# WRITTEN EXERCISE
Exact copies are required of the lines from the line containing "the gray shingle" through the final line of the listing, both included, and of no other lines.

— begin —

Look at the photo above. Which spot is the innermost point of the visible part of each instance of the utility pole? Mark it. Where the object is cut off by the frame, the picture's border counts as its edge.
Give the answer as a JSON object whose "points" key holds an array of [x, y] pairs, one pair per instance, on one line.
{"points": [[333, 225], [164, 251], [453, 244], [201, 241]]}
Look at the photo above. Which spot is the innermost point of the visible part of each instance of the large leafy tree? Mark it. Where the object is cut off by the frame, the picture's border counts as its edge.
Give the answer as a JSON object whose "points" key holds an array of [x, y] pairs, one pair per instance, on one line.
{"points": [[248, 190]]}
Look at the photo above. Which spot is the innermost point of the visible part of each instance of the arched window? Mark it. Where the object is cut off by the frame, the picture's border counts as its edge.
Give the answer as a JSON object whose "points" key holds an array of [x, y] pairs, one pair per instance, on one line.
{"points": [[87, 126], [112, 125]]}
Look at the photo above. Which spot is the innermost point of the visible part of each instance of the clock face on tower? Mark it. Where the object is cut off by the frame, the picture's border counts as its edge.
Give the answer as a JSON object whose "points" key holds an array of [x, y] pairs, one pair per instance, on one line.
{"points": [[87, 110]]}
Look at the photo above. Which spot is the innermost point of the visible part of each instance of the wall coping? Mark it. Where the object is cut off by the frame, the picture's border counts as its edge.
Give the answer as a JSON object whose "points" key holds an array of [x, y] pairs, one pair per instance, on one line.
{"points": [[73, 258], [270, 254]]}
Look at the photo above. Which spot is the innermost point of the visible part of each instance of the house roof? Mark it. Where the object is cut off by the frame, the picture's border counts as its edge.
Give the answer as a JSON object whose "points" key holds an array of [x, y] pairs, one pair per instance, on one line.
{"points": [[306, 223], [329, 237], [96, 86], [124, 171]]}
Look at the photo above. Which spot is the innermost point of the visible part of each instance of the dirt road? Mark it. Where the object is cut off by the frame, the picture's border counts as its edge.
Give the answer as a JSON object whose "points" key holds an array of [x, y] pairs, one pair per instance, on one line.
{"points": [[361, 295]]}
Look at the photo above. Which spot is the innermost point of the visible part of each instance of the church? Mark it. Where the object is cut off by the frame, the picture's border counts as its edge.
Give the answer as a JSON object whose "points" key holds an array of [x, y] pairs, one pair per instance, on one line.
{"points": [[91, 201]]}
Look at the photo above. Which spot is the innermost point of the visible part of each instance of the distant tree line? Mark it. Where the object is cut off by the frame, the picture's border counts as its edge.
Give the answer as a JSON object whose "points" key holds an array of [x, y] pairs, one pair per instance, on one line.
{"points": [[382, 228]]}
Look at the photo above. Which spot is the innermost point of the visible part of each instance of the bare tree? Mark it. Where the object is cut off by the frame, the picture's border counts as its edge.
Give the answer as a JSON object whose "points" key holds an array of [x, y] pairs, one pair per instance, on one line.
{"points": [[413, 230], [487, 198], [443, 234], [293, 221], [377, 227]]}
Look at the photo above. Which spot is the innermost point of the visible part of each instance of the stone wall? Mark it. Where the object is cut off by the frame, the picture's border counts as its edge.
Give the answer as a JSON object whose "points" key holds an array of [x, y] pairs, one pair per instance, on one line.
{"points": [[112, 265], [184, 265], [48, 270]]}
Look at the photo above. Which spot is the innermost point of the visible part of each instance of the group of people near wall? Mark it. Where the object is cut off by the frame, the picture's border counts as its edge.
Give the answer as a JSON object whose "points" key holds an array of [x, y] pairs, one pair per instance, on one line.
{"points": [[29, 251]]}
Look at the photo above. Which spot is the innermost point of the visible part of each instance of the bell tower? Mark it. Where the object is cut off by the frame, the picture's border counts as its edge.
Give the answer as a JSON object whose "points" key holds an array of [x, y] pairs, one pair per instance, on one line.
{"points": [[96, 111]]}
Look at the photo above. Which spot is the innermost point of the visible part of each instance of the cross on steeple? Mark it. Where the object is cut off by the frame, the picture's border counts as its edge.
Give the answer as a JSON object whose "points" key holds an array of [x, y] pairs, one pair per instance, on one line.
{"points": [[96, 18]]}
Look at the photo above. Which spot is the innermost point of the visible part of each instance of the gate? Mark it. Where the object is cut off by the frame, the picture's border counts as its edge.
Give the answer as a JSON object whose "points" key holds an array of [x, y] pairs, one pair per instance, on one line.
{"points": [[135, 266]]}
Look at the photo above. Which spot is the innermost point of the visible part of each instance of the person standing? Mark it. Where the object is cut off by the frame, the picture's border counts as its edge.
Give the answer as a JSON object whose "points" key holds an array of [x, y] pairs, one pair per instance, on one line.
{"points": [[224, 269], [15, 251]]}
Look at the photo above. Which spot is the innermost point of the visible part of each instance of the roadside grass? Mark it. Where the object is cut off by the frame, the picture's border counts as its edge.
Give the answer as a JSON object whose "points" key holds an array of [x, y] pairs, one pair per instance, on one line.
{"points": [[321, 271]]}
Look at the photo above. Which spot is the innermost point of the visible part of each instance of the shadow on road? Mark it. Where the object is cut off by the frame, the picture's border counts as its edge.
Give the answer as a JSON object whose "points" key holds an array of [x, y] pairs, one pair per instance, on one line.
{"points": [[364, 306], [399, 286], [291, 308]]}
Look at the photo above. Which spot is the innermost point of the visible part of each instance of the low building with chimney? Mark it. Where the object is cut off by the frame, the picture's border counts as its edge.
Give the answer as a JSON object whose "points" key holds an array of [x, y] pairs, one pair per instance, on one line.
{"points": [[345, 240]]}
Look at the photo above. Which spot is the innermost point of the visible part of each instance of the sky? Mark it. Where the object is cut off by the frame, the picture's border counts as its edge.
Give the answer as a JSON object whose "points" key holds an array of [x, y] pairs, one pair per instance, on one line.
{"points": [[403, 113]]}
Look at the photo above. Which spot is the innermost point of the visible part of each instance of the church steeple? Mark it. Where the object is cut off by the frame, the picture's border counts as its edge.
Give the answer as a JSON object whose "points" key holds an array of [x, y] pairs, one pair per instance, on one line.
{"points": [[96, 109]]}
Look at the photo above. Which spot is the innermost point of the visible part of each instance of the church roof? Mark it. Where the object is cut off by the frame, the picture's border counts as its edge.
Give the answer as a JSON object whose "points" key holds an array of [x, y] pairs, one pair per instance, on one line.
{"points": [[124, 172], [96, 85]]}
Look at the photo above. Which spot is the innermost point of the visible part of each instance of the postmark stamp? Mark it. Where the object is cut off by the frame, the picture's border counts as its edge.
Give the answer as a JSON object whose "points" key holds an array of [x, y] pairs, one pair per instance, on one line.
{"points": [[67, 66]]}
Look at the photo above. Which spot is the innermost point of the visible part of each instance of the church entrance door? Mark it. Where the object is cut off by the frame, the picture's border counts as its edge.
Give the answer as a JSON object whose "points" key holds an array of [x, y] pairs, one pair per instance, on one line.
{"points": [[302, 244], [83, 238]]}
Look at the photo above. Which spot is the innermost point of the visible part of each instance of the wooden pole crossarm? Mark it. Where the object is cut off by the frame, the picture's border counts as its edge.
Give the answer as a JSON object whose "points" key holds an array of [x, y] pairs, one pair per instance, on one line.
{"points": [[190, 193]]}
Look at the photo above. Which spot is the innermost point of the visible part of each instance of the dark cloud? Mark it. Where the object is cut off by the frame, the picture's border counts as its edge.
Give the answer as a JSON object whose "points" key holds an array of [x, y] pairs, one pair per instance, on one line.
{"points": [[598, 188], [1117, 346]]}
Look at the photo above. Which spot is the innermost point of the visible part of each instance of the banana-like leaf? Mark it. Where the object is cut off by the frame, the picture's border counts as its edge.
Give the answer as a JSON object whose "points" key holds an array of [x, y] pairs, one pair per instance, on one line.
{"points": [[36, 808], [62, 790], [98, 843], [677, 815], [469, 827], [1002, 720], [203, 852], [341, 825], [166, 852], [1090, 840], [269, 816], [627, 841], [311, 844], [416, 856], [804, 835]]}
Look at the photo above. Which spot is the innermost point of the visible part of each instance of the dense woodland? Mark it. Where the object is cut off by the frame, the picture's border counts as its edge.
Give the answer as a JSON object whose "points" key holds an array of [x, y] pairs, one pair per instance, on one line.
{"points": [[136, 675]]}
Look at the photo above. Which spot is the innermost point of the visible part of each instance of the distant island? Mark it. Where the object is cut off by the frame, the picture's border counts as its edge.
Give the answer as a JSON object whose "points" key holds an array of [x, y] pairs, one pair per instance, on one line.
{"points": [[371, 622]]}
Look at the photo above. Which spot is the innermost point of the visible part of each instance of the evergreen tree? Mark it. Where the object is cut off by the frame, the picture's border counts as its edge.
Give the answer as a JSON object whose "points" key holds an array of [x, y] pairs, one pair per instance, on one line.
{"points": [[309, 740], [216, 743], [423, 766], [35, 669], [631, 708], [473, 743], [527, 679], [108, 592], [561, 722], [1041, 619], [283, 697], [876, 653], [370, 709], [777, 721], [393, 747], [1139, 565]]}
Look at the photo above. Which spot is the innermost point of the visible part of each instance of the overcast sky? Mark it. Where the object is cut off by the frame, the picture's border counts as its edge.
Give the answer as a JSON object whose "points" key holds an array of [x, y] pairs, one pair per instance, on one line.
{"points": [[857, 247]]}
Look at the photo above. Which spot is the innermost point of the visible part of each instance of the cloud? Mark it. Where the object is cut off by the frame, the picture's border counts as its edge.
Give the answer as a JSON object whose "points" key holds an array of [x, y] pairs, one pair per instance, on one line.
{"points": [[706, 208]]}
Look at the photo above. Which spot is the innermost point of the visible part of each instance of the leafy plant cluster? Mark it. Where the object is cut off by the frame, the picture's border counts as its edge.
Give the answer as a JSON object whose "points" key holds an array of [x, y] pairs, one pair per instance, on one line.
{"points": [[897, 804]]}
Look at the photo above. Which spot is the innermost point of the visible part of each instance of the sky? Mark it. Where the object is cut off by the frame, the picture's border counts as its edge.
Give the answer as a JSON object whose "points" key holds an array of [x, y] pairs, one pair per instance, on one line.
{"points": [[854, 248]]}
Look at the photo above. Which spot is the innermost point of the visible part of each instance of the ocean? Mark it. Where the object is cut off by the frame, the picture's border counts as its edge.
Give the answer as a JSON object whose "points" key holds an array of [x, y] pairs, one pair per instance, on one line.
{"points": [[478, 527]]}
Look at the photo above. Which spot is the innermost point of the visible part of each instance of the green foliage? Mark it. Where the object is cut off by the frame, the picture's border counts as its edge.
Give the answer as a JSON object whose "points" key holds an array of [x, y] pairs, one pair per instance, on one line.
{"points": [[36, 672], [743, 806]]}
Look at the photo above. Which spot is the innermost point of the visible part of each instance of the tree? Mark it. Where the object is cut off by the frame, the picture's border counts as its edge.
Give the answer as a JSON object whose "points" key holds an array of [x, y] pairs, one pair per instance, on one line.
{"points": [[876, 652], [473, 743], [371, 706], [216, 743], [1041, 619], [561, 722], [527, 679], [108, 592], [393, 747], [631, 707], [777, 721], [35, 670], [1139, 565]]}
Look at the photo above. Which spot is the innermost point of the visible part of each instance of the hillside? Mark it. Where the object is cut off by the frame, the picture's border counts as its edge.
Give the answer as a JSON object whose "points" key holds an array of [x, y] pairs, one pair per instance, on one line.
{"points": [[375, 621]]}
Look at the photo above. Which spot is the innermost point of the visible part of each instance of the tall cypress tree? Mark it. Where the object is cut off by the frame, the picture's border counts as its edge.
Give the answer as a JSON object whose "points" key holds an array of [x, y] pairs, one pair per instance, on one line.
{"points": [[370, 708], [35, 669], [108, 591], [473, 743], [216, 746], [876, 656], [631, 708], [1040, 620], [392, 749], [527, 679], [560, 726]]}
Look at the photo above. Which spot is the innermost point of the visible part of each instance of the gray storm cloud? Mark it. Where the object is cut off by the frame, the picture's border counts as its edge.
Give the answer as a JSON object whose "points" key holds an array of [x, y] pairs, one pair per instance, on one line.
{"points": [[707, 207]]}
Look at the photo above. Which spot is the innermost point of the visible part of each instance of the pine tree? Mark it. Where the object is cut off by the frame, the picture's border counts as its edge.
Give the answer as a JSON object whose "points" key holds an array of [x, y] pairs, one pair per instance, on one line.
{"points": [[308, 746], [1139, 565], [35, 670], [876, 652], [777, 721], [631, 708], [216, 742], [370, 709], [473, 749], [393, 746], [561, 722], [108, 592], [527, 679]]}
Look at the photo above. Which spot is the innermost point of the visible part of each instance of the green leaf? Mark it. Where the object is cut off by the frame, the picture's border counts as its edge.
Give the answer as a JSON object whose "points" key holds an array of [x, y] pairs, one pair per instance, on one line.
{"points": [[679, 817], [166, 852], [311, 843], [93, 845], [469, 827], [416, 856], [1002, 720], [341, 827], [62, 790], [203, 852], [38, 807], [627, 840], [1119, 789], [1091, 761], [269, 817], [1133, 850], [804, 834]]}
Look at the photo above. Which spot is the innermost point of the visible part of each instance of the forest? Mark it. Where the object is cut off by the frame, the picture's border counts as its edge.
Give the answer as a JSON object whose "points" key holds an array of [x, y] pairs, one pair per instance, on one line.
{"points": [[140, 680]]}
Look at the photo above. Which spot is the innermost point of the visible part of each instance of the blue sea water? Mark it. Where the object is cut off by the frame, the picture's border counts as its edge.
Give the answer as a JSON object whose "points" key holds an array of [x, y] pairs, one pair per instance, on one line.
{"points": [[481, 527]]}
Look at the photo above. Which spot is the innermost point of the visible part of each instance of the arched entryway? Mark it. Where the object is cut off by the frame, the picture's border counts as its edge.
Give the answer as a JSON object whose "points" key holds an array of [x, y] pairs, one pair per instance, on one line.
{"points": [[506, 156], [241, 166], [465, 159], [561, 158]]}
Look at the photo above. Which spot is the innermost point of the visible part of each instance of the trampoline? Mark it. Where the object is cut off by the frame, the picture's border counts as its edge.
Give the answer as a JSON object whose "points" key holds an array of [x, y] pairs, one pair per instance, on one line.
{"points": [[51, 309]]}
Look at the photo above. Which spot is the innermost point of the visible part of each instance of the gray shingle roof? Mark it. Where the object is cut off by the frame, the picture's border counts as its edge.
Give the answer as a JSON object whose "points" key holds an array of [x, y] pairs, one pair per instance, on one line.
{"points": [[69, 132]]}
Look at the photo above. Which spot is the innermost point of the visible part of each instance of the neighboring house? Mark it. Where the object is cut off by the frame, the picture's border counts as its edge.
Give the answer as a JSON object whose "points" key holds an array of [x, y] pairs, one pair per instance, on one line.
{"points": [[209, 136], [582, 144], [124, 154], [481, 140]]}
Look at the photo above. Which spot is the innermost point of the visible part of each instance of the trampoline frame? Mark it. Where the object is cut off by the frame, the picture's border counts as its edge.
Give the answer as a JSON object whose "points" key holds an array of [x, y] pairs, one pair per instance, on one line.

— end —

# SOLUTION FOR THIS EXERCISE
Look at the photo above. Which spot is the innermost point of the visible part of each instance of the gray shingle roof? Mark it. Where the object is cut off by the frame, the picture's border counts as its edge.
Give the answer as a JSON object whose "points" key holds an array of [x, y] pairs, one pair per instance, on one line.
{"points": [[69, 132]]}
Look at the photo above. Which spot is the innermost point of the visible part of each instance of the neighboring house? Mark it. Where the object is cut off by the frame, the picture's border counts as its edge.
Give the answer as a JSON object whose "points" key holds an array of [x, y] pairs, one pair per instance, on one line.
{"points": [[209, 136], [582, 144], [124, 154], [481, 140]]}
Look at the photo above. Which spot is the innermost point of the visible part of each instance of the trampoline frame? Mark it. Where the object is cut off by the frame, the picture's border counts as its edge.
Give the answer as a JSON object whose "points" key holds an array of [x, y] pairs, one pair per instance, on one line.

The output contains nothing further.